(Extracted data entries)

- Opening Delimiter -

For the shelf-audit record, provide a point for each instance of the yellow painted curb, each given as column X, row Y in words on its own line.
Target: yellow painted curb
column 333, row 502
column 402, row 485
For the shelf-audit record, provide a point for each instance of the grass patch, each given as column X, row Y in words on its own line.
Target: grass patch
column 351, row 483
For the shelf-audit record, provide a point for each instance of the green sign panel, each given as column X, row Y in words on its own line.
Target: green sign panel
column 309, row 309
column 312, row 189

- Closing Delimiter -

Task directions
Nothing in the data should be altered; please repeat it exactly.

Answer to the problem
For the shelf-audit record, provide a point for each instance of the yellow painted curb, each given as column X, row Y in words on its own line.
Target: yellow painted curb
column 333, row 502
column 402, row 485
For the shelf-audit record, provide a point for each instance of the grass patch, each given as column X, row Y in words on its own line.
Target: grass patch
column 351, row 483
For the shelf-audit record, provide a point for each instance of the green sign panel, each given as column X, row Y in words on its own line.
Target: green sign panel
column 309, row 309
column 312, row 189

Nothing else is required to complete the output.